Document passage »
......

D: Why not just show it to you? D: So we asked a couple of our funniest friends, that aren’t easily offended, to come join us. P: Let’s go get em’! P: Are you okay. D: This is me just sliding out to go get them. P: I’ve eaten a lot of Haribo, Hazel: Yes. P: So this could be a mess. D: *singing* he’s frickin’ zazzed. P: I’m zazzed on the sugar! D: *singing* sliiide to left H: Zazzed AF. P: This table was not made for four people. P: I’m gonna say that now.
D: Well it’s not meant for four in a row. T: Yeah, no. P: Very touchy, aren’t we, look at this. P: Mm. T: This is nice. P: We could give each other mutual massages. D: This is gonna get flagged now. T: If you’ve never been to London – T: If you’ve never ridden the tube in London… P: This is what it’s like! T: This is it, yeah. HI P: We’re here with Hazel and Tom!
T: Nailed it. T: That’s the – that’s the way it is. Plotwizzle. D: It’s got a matte finish, what d’you think about that? T: oOH yeah, it’s quite nice! H: It’s very high quality. D: No, no, Tom, really – T: Really get into it. P: Massage it. P: With your fingers. D: Right? D: Isn’t it good? T: Can we get the music? *sensual music* P: YEAH *Dan singing Careless Whisper sax solo* D: So, er, as you can see, it’s, er. *all laughing* D: Four to eight players, 20 minutes to play. D: So this video can have more ads on it. P: It can. D: Just kidding. T: I’m actually quite nervous. D: They’re frickin’ zazzed. H: I thought I was here to play g a m e s P: Yeah, Hazel was like ‘Where’s the computer?’ D: Where’s the computer? Oh no, we’re gettin’ table…d. P: Tabled. D: That means drunk, we’re not getting drunk yet. D: That’s a different video. P: Not yet. P: I can’t believe it’s actually here. D: It’s weird. P: Yeah. D: It’s been in Phil’s brain for ages. P: And now it’s gonna get released all over the table! T: That sounds… D: That’s a weird sentence. T: Yeah, that’s not… D: Don’t say that Phil D: Oh, God. D: Boom. P: OHHHH D: Erm, so. T: What’s this? D: Every one comes with a little Polaroid. D: We’ll put that on the screen for you now. H: Why??? D: Because we made the game. P: We birthed the game. H: But why this? T: May I? P: That’s what happens when you create something. T: O H T: GOD D: It’s got a wholesome message – look… P: We tried to make something as scary as possible. D: Look, if someone… T: Why’re you so pink in this? D: … in Target just stumbles upon this and buys it, D: we feel like they should know who Dan and Phil are, and how they made the game and stuff. T: And you hand draw all of these right? Every single one? P: Yeah, every one. D: Every single one.

......

Given records »
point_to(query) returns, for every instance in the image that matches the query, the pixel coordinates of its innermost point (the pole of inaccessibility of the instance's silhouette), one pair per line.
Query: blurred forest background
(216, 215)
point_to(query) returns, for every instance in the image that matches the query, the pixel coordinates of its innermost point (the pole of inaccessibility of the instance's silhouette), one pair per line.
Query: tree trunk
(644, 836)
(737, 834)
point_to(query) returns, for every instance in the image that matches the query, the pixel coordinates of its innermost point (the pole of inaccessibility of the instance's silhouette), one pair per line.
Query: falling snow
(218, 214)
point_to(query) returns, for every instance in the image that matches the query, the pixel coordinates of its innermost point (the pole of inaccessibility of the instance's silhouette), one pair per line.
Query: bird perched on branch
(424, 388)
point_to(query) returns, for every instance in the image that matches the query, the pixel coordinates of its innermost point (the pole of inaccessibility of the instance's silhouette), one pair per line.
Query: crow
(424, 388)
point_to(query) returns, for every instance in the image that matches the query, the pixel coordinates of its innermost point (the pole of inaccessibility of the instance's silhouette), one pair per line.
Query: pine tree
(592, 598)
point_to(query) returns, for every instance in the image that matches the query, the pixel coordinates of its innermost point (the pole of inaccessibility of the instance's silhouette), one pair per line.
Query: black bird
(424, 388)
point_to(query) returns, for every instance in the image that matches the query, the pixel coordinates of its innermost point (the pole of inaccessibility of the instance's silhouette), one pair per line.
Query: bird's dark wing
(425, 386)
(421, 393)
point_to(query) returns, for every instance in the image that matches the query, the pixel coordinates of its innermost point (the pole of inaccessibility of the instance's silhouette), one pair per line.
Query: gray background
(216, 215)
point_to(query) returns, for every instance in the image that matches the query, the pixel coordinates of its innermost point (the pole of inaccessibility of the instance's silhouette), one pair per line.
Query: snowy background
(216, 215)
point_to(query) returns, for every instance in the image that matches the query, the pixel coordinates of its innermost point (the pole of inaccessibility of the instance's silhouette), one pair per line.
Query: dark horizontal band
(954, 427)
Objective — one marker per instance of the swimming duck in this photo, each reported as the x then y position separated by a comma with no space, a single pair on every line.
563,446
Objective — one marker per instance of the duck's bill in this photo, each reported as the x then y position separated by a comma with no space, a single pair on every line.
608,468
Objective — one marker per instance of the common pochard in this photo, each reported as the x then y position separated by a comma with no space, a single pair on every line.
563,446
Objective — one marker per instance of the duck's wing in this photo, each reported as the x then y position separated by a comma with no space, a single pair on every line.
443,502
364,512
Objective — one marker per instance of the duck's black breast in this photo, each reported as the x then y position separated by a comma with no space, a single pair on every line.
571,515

......

List of tasks »
- 1) Can you transcribe the board game transcript, beginning at the words "D: Why not just" and stopping after "say that now."?
- 2) Could you write the next part of the board game transcript, picking up after its last line?

Written responses »
- 1)
D: Why not just show it to you? D: So we asked a couple of our funniest friends, that aren’t easily offended, to come join us. P: Let’s go get em’! P: Are you okay. D: This is me just sliding out to go get them. P: I’ve eaten a lot of Haribo, Hazel: Yes. P: So this could be a mess. D: *singing* he’s frickin’ zazzed. P: I’m zazzed on the sugar! D: *singing* sliiide to left H: Zazzed AF. P: This table was not made for four people. P: I’m gonna say that now.

- 2)
T: Every one. D: That’s good. T: Not a lie. P: I think I would be quite pink if I birthed a game. H: She’s had a day. D: There’s a grandma. Having a Truth Bomb. For representation. D: Cause the game’s 14+, but you could be seventy. D: So, cause there’s four players, D: we’ve got three of these cards on the table. D: We all get one of these answer sheets P: Yeah. D: And then Phil has got the score pad here. D: I’m trying to keep it together guys. H: You really are! P: D’you wanna be called Tom, or do you want a team name? T: I wanna be Team Meme. P: Team Meme.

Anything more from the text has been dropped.